STATED EXERCISE 1.
Reproduce word for word the passage of the Lightroom syncing thread from "That way I can" to "Simba (very messy).".
STATED EXERCISE 2.
Extend the forum thread on syncing Lightroom Classic with CC, picking up after its final post.
=== EXTRACTED TEXT ===
# Syncing Classic with CC. My solution.



## Jay Clulow (Oct 23, 2017)

Hi all,

What I am trying to achieve here is the ability to have my entire library locally configured in Classic with access to everything via CC.

This is how I have achieved this so far;

Images are imported into a folder structure. This is the structure;
*Camera;

Canon 5D Mark II/
Canon 5D Mark III/
Canon 40D/
DJI Mavic Pro/
*Images are renamed by to this;
October 24th, 2017, Canon 5D Mark III, EVENT NAME, Sequence.Extension

Then a collection is created. Lets use the example of animal photographs.
I create a collection set (You can't sync sets to Lightroom mobile)
*Animals*

Then within that I create a collection (*Cats*) followed by a collection of the individual cat *(Dexter)*
*Animals/Cats/Dexter*

That way I can now sync the final collection to Lightroom mobile and thus can access all the files in CC. However this means that I end up with a list of collection names. Now lets say I have a cat called Dexter and a cat called Simba. Based on other non relevant categories this would mean I'd have xx of categories between Dexter and Simba (very messy).

Dexter
Devon
Manchester
Motorsport
Simba
The only way around this I've managed to find is to rename that end collection set like this;
Animals/Cats/Dexter. That way even though I have a long list of categories in CC they are at least in the order they appear in my local collections in Lightroom Classic.

Animals/Cats/Dexter
Animals/Cats/Simba
Events/Motorsport
Locations/Devon
Locations/Manchester

Can anyone think of faults with having a library like this? I appreciate a lot of you may not locally archive your work by camera model but this works for me. Like I said the whole objective here is to use Lightroom Classic and CC products together whilst utilising the cloud storage as a back up to my whole library as my library array is on a RAID5 drive to maximise speed. I do back this up but its a pain as my back up drive is server based. 

Thanks,


----------



## Johan Elzenga (Oct 23, 2017)

You don't have to rename your collections. In Lightroom CC you can also create sets (except they are called 'folders', just to confuse you). So just like you do in Classic with Collection Sets, you can create a folder in Lightroom CC called 'Cats' and move your 'Dexter' and 'Simba' albums into that folder.
=== RECORDS SHOWN ===
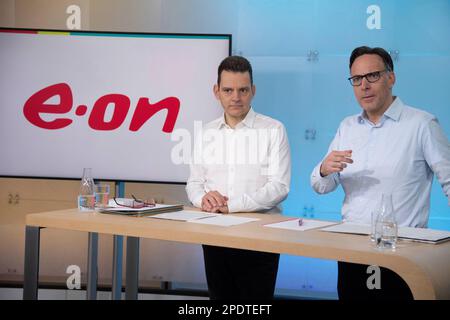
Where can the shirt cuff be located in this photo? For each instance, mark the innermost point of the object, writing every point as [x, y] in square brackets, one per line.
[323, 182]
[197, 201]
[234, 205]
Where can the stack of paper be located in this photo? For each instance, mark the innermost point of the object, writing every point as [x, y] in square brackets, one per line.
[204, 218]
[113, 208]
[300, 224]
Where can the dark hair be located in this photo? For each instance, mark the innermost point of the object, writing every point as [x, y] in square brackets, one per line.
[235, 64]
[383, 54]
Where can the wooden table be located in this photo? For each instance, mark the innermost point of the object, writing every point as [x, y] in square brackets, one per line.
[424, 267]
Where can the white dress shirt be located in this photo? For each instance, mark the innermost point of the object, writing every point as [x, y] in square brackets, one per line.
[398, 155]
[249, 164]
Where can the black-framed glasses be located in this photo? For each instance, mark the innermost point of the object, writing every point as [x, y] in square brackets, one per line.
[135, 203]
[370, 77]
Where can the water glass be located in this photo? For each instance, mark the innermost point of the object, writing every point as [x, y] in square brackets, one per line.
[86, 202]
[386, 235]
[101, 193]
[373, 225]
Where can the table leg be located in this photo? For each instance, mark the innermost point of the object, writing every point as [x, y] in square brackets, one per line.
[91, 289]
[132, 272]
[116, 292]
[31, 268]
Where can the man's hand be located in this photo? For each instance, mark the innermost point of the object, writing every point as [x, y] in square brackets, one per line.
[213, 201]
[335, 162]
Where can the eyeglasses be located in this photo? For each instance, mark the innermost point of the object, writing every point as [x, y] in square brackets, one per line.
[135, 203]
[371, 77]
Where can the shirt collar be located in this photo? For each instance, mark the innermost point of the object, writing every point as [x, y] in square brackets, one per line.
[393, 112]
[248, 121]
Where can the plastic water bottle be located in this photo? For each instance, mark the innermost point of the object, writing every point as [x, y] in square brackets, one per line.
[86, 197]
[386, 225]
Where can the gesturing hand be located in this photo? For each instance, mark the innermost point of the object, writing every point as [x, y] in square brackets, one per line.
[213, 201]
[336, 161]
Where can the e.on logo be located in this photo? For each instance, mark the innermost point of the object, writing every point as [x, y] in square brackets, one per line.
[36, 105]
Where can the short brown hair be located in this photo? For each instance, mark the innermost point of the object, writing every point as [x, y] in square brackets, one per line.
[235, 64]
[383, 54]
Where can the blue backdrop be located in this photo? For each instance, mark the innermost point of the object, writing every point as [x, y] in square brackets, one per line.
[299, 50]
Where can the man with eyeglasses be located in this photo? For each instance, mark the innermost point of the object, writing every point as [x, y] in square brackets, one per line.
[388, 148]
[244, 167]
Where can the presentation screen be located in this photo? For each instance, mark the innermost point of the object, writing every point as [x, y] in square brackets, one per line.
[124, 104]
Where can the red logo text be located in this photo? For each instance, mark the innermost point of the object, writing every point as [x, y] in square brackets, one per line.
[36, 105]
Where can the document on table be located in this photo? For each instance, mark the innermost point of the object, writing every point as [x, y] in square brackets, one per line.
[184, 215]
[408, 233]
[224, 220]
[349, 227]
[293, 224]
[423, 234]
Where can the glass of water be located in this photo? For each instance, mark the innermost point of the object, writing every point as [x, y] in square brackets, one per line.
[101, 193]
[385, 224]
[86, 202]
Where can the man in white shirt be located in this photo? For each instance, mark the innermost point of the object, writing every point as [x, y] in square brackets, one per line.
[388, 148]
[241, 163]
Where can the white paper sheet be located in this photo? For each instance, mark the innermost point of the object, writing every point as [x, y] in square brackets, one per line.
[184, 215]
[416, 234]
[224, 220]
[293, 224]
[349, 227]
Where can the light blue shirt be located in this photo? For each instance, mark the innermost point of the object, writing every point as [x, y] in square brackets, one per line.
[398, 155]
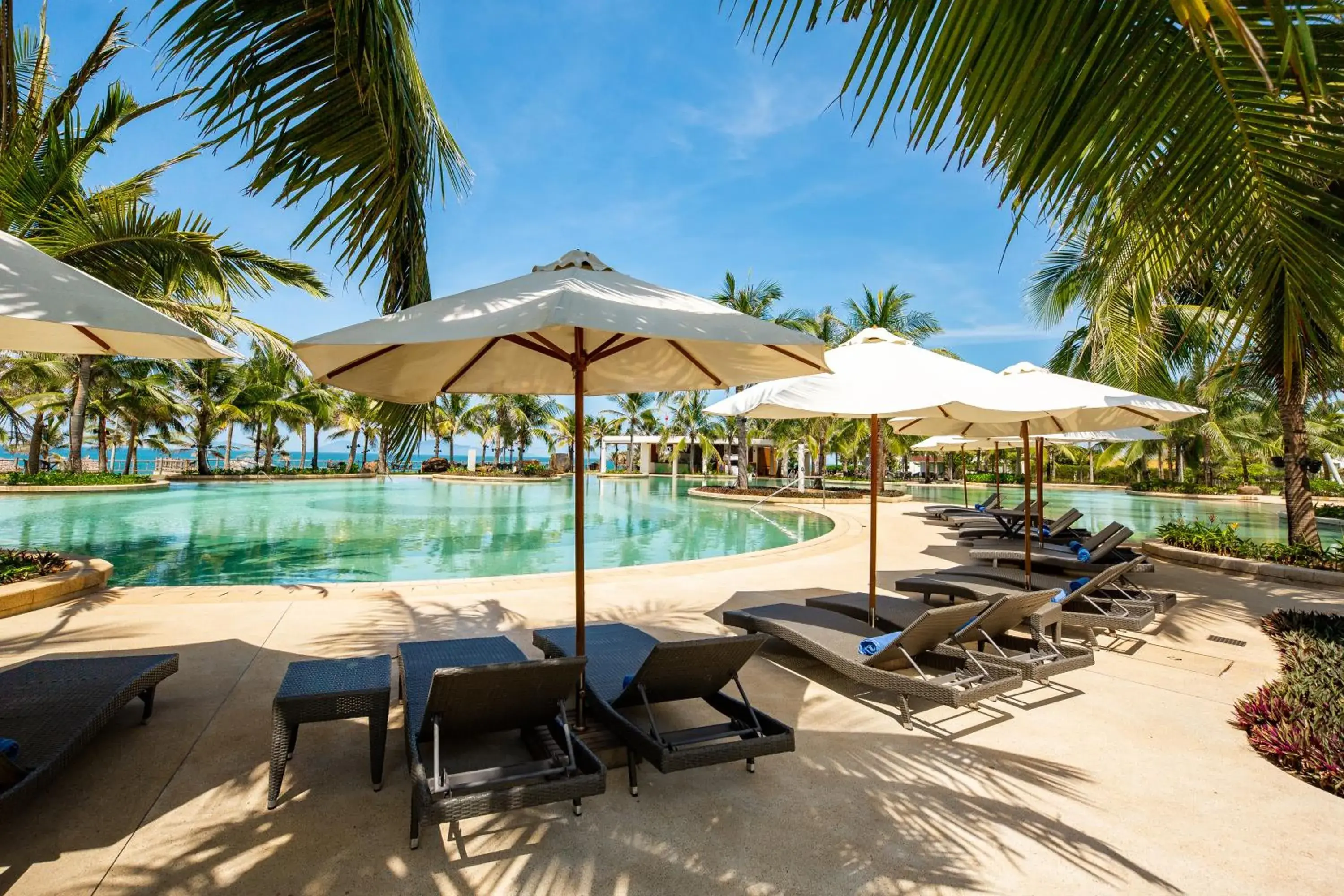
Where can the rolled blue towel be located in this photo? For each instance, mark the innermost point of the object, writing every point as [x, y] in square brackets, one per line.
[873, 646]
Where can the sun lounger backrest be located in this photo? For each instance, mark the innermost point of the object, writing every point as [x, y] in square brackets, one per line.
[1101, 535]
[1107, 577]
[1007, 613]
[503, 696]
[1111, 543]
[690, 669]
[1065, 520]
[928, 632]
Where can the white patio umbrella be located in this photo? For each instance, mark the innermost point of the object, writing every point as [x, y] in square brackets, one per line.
===
FINAL ANSWER 1.
That way I can now sync the final collection to Lightroom mobile and thus can access all the files in CC. However this means that I end up with a list of collection names. Now lets say I have a cat called Dexter and a cat called Simba. Based on other non relevant categories this would mean I'd have xx of categories between Dexter and Simba (very messy).

FINAL ANSWER 2.
----------



## Jay Clulow (Oct 23, 2017)

Hi Johan,

Right so once the collections are sync'd to CC you can build folders there to contain the collections? Is that correct?

Thanks,


----------



## Johan Elzenga (Oct 23, 2017)

Jonathan Clulow said:


> Hi Johan,
> 
> Right so once the collections are sync'd to CC you can build folders there to contain the collections? Is that correct?
> 
> Thanks,



Yes, that's correct. This is new since the launch of Lightroom CC. The folders will show in all versions of Lr CC, so on your desktop and also on your mobile devices. In the old Lightroom Mobile you could not do this yet.


----------



## CloudedGenie (Oct 23, 2017)

This sounds like a great idea to try. I also keep every camera’s files in its own folder.

And Dexter is an awesome name for a cat


----------



## MarkNicholas (Oct 24, 2017)

I note also that you can create sub-folders in LRCC by creating a new folder and moving it to another folder. I guess therefore (with patience) that you could replicate your current LR Classic Folder Structure in LRCC. I might have a go with a simple folder tonight (bearing in mind I only have 20GB)


----------



## Jay Clulow (Oct 25, 2017)

Hi,

In Lightroom CC (Web or application) will creating a folder or album create something within my collections in Classic?


----------



## Jim Wilde (Oct 25, 2017)

A folder in LRCC, and the similar collection set in Classic, do not sync to each other. Collections, on the other hand, do....no matter where you create it it will sync to the other. It is possible to maintain the same "structure" across the various entities, but keeping the collection sets aligned with the folders in LRCC will need to be a manual activity.


----------



## Johan Elzenga (Oct 25, 2017)

And please note: I haven't checked, but I expect that when you create a new album in Lightroom CC, it will always sync to Lr Classic under the 'From Lightroom Mobile' collection set (maybe now it's called 'From Lightroom CC'), even when you moved your other synched collections to different collection set. So if the sync doesn't seem to happen, look for that set.


----------



## Jay Clulow (Oct 25, 2017)

JohanElzenga said:


> And please note: I haven't checked, but I expect that when you create a new album in Lightroom CC, it will always sync to Lr Classic under the 'From Lightroom Mobile' collection set (maybe now it's called 'From Lightroom CC'), even when you moved your other synched collections to different collection set. So if the sync doesn't seem to happen, look for that set.


Thats it! Right there! Thats exactly what I was missing. Brilliant, thank you JohanElzenga!


----------



## Photocatseyes (Oct 25, 2017)

I am all for using a folder structure starting with year, 12 month folders in every year, and day/month/year/subject/. I imported files today and they are keyworded and in the same named folder 25/10/17Pluto. If I take 500 pics a day I will have 251017Pluto-1 to 251017Pluto-500. I started in 2003, and if I more or less know in what year I took pics I find most of my stuff back pretty quickly.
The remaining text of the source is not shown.